* Fragmento de lectura:
************

Todo suena sospechoso en un contexto de relaciones entre Ankara y Moscú, tremendamente irregulares, frágiles y hasta pendulares. El famoso "cuchillo por la espalda" que citó Putin respecto al derribo del avión ruso Sukhoi el 24 de noviembre de 2015, en espacio aéreo sirio por parte de un caza turco, es una constante en el comportamiento turco desde la Guerra de Crimea en el siglo XIX, cuando el Imperio Turco Otomano no dudó en buscar el apoyo de las potencias occidentales como Inglaterra y Francia, para imponerse sobre el Imperio Zarista y el control geopolítico del Mar Negro. En la Primera Guerra Mundial, volvieron a chocar así como en la Guerra Fría, cuando ya en los años cincuenta, Turquía ingresó a la OTAN, para proteger los intereses norteamericanos y antisoviéticos en la región. Tanto Afganistán como Siria, fueron territorios de disputa geoestratégico para norteamericanos y soviéticos y en ambos casos, la República de Turquía, laica pero islamista al fin, se ubicó al lado de Washington por pura "Realpolitik".

************

* Sección de datos:
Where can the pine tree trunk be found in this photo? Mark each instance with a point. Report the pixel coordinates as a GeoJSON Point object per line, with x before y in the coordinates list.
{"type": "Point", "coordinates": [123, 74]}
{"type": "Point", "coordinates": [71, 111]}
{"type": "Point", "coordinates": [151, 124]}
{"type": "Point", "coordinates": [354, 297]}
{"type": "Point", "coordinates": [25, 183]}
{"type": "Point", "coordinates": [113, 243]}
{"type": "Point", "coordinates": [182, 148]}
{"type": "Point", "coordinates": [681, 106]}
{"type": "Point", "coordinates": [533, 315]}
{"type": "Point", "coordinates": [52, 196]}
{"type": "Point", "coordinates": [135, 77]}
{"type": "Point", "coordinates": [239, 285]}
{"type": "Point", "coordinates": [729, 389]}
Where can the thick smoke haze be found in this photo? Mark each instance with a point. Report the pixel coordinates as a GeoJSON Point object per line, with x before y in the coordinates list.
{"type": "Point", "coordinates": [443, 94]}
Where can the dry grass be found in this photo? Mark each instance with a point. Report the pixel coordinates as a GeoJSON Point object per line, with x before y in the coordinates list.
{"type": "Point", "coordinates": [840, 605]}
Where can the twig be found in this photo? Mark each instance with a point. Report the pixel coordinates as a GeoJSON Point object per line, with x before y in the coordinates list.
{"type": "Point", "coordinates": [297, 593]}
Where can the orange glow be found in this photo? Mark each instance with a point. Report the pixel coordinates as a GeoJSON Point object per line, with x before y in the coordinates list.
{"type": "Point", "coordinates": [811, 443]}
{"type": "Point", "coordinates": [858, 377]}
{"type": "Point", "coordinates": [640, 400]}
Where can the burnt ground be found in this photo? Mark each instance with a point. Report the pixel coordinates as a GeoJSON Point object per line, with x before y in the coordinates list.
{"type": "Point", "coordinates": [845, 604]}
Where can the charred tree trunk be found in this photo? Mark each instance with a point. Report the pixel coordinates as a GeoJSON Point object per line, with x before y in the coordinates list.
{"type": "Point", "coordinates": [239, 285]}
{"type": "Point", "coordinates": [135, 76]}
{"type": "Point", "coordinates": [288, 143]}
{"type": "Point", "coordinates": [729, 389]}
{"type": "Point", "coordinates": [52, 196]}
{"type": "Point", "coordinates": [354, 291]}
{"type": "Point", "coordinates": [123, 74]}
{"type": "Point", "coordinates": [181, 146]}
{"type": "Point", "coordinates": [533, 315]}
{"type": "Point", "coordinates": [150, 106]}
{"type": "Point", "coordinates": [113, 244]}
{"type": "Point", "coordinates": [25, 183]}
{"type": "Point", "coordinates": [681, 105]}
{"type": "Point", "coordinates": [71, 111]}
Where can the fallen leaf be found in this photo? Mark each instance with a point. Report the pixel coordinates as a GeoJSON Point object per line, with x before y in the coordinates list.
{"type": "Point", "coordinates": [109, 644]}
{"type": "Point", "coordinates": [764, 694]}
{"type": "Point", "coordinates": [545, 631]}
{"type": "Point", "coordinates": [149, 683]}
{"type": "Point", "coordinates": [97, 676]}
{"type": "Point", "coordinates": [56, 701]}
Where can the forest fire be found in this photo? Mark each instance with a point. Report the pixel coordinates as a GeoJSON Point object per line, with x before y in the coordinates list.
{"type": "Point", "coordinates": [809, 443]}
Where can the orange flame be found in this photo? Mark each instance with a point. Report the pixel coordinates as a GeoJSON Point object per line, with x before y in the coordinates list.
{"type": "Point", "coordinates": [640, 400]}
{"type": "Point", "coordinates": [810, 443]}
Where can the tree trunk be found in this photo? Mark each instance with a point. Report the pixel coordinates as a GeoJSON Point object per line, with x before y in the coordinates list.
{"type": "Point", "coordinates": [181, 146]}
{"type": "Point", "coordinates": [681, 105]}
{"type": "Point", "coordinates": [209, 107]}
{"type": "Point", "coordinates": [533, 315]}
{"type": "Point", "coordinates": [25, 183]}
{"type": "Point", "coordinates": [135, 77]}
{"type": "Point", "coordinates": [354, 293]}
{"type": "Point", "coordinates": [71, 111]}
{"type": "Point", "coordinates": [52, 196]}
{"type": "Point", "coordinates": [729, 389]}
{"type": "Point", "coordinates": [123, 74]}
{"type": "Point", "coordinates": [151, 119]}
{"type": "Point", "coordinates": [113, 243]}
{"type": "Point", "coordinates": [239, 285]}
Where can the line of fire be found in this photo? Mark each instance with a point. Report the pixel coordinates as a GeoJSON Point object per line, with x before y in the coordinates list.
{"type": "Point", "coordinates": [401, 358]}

************

Extrae el fragmento sobre las relaciones entre Ankara y Moscú completo y sin alterar ni una palabra.

Todo suena sospechoso en un contexto de relaciones entre Ankara y Moscú, tremendamente irregulares, frágiles y hasta pendulares. El famoso "cuchillo por la espalda" que citó Putin respecto al derribo del avión ruso Sukhoi el 24 de noviembre de 2015, en espacio aéreo sirio por parte de un caza turco, es una constante en el comportamiento turco desde la Guerra de Crimea en el siglo XIX, cuando el Imperio Turco Otomano no dudó en buscar el apoyo de las potencias occidentales como Inglaterra y Francia, para imponerse sobre el Imperio Zarista y el control geopolítico del Mar Negro. En la Primera Guerra Mundial, volvieron a chocar así como en la Guerra Fría, cuando ya en los años cincuenta, Turquía ingresó a la OTAN, para proteger los intereses norteamericanos y antisoviéticos en la región. Tanto Afganistán como Siria, fueron territorios de disputa geoestratégico para norteamericanos y soviéticos y en ambos casos, la República de Turquía, laica pero islamista al fin, se ubicó al lado de Washington por pura "Realpolitik".